-- Исходный текст --
------------------------------------------------

Давно стало общим местом говорить, что часть постсоветской (да и мировой культуры) обращена в прошлое, то ли не понимая настоящего, то ли опасаясь его (и, быть может, будущего). В тотальной моде на 1980-е, которая уже выдыхается и уступает место эстетике/темам 1990-х с их концом истории, участвует и отечественная культура — прямо или опосредованно. «Братство» Павла Лунгина отправляется в 1988 год. Американский сериал «Чернобыль» взрывает раны 1986-го. Колесит по 1990-м белорусский «Хрусталь», задыхается в них «Теснота» Балагова, размахивает винтовкой «Нашла коса на камень» Крайс, с бандитским героизмом терпит до последнего «Бык» Акопова.

Но это — излет и первые годы после распада советского проекта и мифа, когда речь выбрасывала в окно ношеные куртки бюрократической патетики и надевала все самые вырвиглазные (или вырвиязычные?) английские словечки, казавшиеся акцентом свободы. Ярче всех это выражается в Веле из «Хрусталя» (Алина Насибуллина), которая мыслями и терминами — уже в США.

Назревшая рефлексия на тему эпохи, которая случается с четвертьвековым отставанием, однако не отменяет того, что «язык советский» с его канцелярской внятностью, пионерской торжественностью (и сопутствующими идеями и скрепами) остался основным способом коммуникации. Он не получил должной замены, не растворился в новом русском, который отколупывал устаревшие понятия англицизмами и прочим новоязом.

С одной стороны, все начало 2010-х пересказывали старые шутки о главном неловкие ремейки уже застольных советских комедий: «Служебный роман. Наше время» (2011), «Джентльмены, удачи!» (2012), «Кавказская пленница!» (2014), где проверенные юморески неловко пересыпались приметами времени, сиюминутными брендами, стремительно устаревшими мемами.

------------------------------------------------

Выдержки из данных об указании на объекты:
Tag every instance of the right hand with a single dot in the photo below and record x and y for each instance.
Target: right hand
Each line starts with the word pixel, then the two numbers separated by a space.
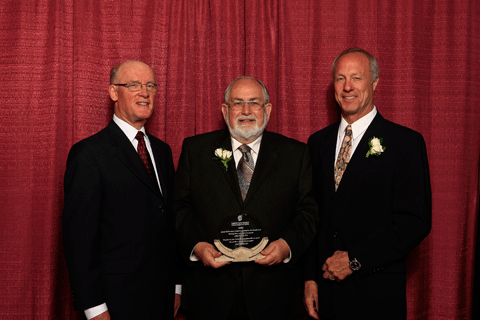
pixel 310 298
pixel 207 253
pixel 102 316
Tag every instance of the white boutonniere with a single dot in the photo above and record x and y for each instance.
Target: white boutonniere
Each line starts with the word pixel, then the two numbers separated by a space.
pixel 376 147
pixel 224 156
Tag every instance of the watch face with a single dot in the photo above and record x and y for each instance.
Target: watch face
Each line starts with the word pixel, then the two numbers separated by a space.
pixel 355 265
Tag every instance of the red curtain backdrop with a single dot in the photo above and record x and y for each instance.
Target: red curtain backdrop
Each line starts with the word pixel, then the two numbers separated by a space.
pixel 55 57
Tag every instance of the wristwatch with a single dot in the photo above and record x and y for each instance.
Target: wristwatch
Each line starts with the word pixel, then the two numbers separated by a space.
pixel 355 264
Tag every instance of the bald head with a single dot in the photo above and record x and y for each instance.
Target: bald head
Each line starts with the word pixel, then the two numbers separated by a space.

------------------------------------------------

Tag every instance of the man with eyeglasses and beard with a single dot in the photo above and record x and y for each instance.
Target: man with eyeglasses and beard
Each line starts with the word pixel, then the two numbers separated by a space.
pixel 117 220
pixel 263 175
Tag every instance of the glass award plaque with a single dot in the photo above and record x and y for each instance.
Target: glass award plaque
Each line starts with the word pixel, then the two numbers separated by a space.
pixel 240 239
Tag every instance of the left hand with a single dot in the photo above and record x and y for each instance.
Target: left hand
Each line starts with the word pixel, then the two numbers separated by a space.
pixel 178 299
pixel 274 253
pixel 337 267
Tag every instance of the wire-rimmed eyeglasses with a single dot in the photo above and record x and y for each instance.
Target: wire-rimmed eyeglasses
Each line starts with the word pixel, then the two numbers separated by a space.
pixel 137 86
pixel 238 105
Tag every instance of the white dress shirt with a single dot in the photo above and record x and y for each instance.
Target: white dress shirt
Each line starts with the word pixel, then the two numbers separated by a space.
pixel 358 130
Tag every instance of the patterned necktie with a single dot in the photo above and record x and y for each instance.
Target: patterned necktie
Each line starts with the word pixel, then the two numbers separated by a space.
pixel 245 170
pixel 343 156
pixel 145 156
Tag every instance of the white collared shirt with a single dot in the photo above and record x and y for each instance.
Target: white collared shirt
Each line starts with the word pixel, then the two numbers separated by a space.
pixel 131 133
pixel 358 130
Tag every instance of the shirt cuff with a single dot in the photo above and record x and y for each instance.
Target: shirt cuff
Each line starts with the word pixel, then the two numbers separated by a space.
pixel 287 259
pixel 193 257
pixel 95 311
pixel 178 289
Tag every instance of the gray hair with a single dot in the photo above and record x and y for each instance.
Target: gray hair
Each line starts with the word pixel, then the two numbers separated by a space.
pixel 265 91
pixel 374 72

------------------------------------------------

-- Задание --
Согласно исходному тексту, в какой год отправляется «Братство» Павла Лунгина?

-- Полный ответ --
В 1988 год.